What this task involves: Exactly the lines from the one with "Query: foggy lake surface" to the end of the data below should be set down, and no others.

··· Supplied records ···

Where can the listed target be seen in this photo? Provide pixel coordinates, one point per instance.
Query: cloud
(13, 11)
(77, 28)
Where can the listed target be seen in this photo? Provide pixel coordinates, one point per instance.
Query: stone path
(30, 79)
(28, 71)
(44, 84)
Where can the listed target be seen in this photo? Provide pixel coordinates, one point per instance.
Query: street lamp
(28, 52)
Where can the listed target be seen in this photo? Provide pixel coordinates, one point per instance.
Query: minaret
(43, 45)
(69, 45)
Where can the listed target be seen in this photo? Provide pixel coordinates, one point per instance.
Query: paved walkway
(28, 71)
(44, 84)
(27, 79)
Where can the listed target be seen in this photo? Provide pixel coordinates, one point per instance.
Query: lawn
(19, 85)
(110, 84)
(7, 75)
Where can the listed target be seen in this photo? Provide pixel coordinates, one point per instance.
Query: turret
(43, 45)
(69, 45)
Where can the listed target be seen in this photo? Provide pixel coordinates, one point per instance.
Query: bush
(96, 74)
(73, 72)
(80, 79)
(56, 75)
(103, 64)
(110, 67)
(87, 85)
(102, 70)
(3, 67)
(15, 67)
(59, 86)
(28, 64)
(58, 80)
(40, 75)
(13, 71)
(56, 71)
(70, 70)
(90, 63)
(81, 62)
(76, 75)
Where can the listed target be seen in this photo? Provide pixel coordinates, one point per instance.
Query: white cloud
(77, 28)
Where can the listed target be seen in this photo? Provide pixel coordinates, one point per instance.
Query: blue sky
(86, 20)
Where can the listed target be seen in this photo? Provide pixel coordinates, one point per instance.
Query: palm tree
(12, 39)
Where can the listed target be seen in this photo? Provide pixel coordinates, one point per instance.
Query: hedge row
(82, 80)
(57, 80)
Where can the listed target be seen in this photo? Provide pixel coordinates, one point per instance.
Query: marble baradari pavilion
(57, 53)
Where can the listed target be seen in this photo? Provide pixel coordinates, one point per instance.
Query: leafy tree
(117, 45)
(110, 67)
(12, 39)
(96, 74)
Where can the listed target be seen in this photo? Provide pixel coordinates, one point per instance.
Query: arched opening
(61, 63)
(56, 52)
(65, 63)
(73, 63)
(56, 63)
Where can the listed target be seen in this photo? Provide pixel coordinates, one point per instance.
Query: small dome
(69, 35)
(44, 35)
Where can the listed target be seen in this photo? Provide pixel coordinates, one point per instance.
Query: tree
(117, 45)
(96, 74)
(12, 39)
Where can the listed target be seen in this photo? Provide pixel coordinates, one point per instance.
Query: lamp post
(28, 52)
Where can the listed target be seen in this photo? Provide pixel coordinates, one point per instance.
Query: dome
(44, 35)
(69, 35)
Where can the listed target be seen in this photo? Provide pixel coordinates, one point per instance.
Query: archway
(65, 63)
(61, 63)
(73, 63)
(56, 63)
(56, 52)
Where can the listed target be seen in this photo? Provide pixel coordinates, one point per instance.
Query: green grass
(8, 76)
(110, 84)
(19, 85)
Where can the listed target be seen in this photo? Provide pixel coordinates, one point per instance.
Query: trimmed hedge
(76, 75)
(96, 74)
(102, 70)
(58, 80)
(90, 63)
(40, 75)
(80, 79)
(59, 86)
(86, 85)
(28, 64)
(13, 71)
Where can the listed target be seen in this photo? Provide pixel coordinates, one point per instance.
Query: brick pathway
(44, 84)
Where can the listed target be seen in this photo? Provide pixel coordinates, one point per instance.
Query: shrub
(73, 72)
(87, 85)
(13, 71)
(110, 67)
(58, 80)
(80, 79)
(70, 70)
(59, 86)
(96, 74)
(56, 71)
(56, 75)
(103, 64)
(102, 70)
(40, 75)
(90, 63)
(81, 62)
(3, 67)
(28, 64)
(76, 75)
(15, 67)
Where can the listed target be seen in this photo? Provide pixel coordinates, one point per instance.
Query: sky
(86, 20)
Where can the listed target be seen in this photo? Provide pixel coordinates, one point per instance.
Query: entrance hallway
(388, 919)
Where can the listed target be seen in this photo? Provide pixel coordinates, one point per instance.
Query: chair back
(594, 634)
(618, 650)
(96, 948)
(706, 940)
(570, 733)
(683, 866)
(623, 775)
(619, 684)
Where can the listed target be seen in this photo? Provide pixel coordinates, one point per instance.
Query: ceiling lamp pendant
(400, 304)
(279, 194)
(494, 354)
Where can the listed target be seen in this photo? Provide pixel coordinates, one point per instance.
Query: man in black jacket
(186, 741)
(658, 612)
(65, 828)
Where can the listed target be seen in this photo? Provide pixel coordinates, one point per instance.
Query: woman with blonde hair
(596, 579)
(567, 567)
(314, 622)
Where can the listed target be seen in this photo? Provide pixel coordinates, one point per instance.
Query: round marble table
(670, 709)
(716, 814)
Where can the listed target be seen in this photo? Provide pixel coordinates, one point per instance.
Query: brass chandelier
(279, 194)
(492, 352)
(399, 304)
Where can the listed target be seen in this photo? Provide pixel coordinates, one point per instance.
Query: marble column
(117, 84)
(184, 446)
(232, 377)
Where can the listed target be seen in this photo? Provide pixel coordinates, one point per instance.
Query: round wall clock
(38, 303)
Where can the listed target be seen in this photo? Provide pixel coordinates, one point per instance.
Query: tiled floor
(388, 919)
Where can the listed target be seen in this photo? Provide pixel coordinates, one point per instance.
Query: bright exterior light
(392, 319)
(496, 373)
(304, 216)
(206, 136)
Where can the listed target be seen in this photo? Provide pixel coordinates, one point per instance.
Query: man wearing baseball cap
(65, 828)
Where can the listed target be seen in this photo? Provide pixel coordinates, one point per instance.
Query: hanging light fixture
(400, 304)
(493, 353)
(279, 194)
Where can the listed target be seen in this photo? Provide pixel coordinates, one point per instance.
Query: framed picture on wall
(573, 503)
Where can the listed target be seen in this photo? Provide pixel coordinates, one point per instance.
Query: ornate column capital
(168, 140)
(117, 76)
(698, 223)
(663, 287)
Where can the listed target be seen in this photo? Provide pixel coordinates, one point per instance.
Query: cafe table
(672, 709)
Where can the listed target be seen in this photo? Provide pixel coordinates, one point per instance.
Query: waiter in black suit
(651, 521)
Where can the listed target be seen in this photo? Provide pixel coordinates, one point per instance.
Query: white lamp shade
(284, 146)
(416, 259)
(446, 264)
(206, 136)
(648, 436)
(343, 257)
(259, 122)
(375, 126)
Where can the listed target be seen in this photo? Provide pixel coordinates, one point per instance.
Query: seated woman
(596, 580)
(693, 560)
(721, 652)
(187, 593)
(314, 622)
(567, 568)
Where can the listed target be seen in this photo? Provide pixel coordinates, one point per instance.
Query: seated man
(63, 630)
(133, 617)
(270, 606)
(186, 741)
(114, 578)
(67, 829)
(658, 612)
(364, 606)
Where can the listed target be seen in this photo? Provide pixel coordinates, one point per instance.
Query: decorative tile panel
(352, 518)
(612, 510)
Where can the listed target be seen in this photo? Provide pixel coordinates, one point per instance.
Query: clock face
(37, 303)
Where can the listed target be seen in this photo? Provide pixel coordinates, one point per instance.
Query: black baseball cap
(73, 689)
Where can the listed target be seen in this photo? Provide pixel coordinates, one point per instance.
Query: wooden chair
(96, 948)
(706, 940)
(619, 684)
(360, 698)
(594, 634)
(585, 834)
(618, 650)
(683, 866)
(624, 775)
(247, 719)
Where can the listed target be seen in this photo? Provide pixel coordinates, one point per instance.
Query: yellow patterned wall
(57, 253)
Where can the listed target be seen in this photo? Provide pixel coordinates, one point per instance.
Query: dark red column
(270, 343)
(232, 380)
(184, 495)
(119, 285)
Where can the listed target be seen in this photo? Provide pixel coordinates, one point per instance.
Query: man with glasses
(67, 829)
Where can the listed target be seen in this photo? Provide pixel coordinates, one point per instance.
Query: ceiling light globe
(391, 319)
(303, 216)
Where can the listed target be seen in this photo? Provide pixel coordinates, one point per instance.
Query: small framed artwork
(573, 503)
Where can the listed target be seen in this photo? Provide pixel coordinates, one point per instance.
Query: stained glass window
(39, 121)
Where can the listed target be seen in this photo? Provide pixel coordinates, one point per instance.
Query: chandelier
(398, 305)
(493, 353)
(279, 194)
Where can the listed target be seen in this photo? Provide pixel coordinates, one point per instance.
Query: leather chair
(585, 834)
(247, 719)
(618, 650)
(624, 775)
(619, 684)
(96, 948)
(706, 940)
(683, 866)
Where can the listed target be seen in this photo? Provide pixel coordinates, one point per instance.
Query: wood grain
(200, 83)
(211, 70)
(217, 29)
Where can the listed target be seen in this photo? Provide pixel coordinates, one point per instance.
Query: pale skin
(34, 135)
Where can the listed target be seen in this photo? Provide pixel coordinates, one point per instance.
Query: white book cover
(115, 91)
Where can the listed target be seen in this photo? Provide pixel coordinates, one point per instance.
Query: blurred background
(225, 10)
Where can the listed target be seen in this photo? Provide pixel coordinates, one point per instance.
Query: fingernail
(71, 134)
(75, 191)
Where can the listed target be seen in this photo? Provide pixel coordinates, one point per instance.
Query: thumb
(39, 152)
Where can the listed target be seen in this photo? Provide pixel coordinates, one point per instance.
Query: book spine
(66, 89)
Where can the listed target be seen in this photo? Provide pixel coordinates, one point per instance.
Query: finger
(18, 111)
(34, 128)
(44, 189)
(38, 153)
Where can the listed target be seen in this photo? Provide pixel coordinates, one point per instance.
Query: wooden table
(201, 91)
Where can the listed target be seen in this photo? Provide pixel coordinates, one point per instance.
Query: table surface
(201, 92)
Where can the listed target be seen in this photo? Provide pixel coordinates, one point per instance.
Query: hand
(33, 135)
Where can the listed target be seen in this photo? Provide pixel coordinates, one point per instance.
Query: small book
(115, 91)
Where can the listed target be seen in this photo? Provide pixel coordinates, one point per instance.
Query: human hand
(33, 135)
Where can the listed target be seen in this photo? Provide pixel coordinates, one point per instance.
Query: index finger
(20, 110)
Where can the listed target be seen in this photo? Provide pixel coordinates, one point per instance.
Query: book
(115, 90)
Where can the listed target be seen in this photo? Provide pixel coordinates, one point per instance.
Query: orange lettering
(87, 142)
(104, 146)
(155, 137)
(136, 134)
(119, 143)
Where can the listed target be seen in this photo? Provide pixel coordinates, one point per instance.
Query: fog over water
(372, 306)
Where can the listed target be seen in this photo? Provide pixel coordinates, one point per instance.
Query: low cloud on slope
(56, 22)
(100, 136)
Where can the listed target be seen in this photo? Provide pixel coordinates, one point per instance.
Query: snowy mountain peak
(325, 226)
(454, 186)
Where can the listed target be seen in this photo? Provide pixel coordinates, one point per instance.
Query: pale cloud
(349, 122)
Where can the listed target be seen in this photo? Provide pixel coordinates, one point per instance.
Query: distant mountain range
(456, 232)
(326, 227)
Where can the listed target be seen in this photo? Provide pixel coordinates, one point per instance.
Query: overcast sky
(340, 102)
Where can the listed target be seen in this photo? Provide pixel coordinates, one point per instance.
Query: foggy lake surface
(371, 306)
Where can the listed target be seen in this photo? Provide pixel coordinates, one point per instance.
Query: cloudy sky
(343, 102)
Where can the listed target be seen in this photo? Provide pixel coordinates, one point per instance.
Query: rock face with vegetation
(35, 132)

···

Answer space:
Query: foggy lake surface
(371, 306)
Where can the listed target be seen in this photo? Provide pixel coordinates, one point per instance.
Query: cloudy sky
(343, 102)
Where can the listed target be seen in this photo? Provide pixel coordinates, one point per instance.
Query: rock face with vegetation
(35, 132)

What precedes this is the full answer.